> _Trecho fornecido_:

Às vezes, só mesmo recorrendo à Constituição, e entre aspas!, para evocar um pouco de lucidez ao debate. É o que parece ser necessário em São Paulo, onde o governo Geraldo Alckmin, numa medida adotada sem alarde em 2014, classificou acervos do setor de transporte público com o carimbo ultrassecreto, grau de sigilo máximo para documentos oficiais, cujo prazo de validade é de 25 anos. Trocando em miúdos, se o governador não tivesse voltado atrás, o cidadão só iria saber em 2040 os motivos do atraso nas obras do monotrilho da capital, bem como outras questões, banais ou importantes, relacionadas aos trens metropolitanos e aos ônibus interestaduais.

Por favor, volte agora ao trecho do texto constitucional transcrito acima. Os administradores públicos precisam ser lembrados a todo tempo: a transparência no trato da coisa pública não é apenas um direito do cidadão, mas um dever do Estado. No Brasil, contudo, a tradição é o inverso, um ranço profundo e resistente da ditadura.

> _Conteúdo dos registros_:

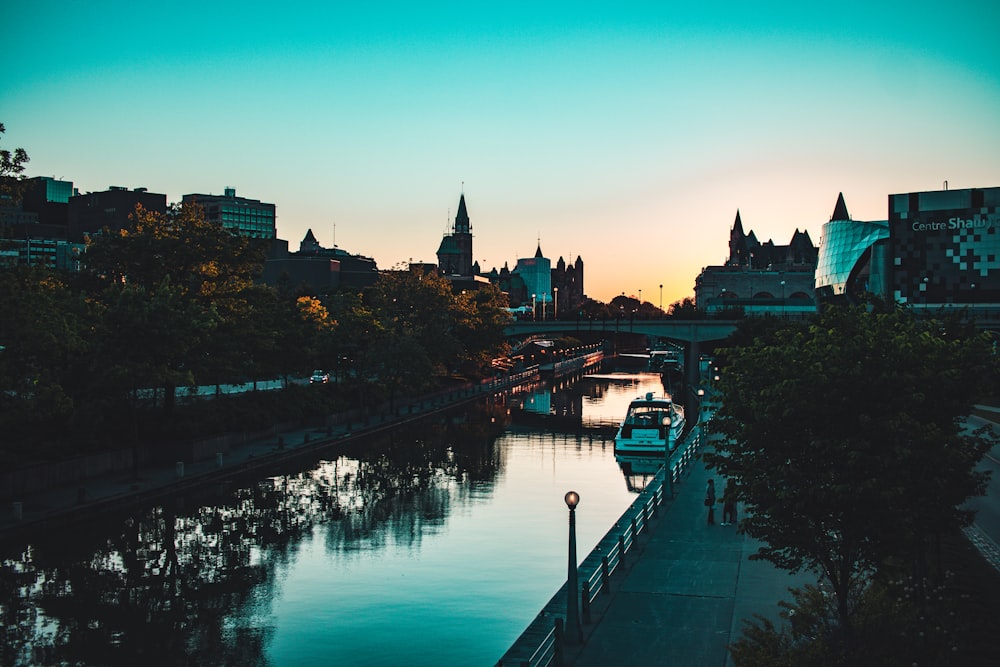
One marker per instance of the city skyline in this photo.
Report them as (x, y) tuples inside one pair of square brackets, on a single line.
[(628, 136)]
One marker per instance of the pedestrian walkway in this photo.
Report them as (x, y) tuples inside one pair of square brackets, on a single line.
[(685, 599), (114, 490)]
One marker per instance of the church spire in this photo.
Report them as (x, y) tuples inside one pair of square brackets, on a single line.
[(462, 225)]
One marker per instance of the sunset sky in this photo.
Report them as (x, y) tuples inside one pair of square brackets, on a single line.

* * *

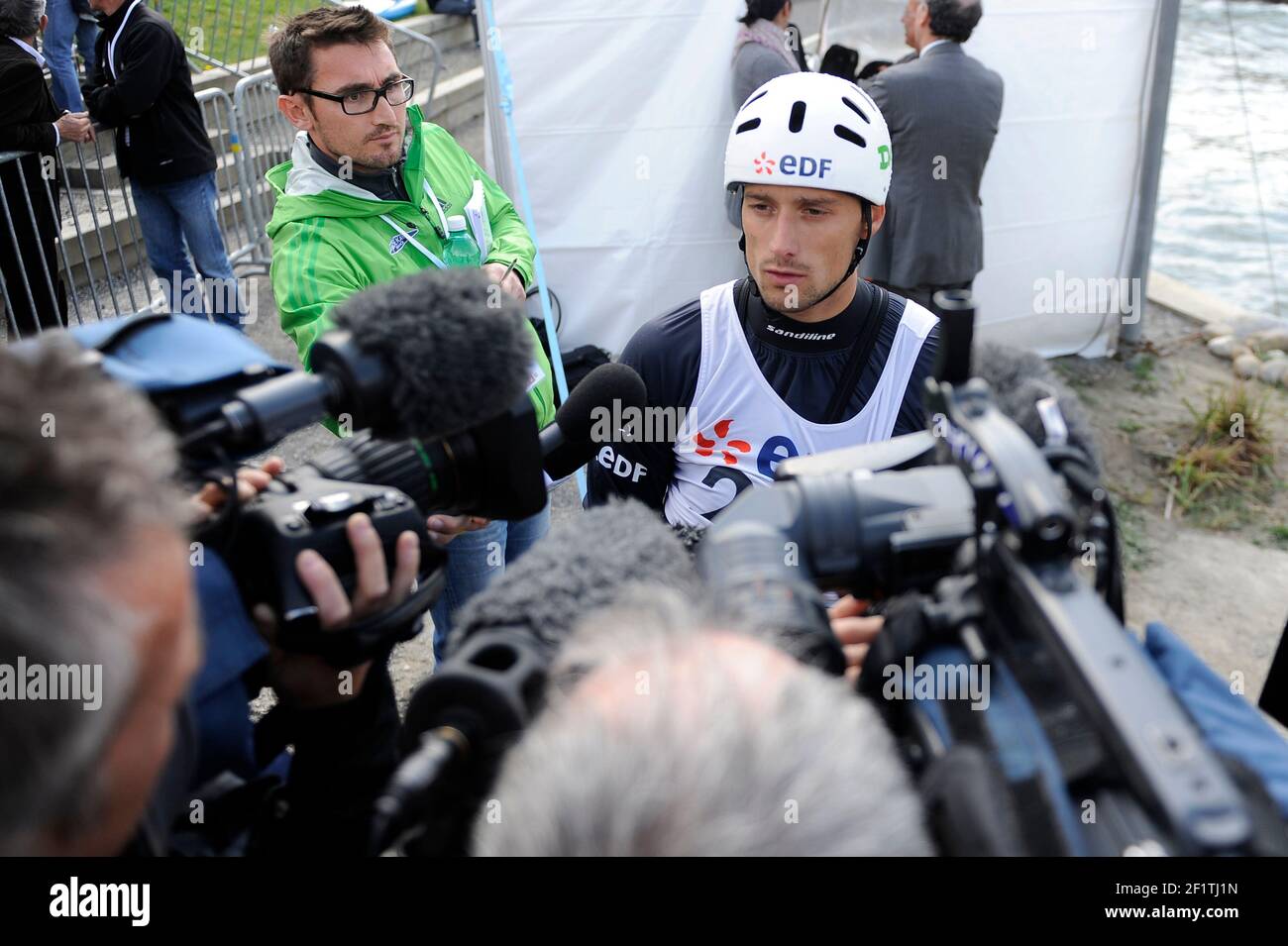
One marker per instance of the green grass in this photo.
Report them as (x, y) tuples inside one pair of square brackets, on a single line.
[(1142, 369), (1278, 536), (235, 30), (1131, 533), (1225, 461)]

> _Tarefas a realizar_:
- a) Segundo o trecho sobre o sigilo dos documentos do transporte público em São Paulo, qual é o prazo de validade do grau de sigilo ultrassecreto?
- b) Dê continuidade ao trecho sobre o sigilo dos documentos do transporte público paulista, escrevendo a partir da última frase dele.

> _Respostas às tarefas_:
- a) O prazo de validade é de 25 anos.

- b)
  Foto: Gil Dicelli

Pouco mais de quarenta anos atrás, no auge da repressão promovida pelo regime militar, as Forças Armadas começaram a microfilmar seus arquivos secretos, já prevendo talvez que no futuro seria necessário buscar um refúgio seguro para dados que contavam histórias de sequestro, tortura, assassinato e ocultação de cadáver. Apenas entre 1972 e 1973, o serviço secreto da força naval, o Cenimar (Centro de Informações da Marinha), miniaturizou 1.230.213 páginas de seu acervo, sendo 42.777 páginas referentes a “pessoas mortas”. Os 22 rolos de microfilme que reproduziam todo esse material caberiam facilmente em oito caixas de sapato. Esse acervo, que continha informações sobre os combates à guerrilha do Araguaia, por exemplo, nunca foi tornado público, apesar das decisões em contrário da Justiça Federal de Brasília e da Corte Interamericana de Direitos Humanos, sem falar nos esforços mais recentes da Comissão Nacional da Verdade (CNV).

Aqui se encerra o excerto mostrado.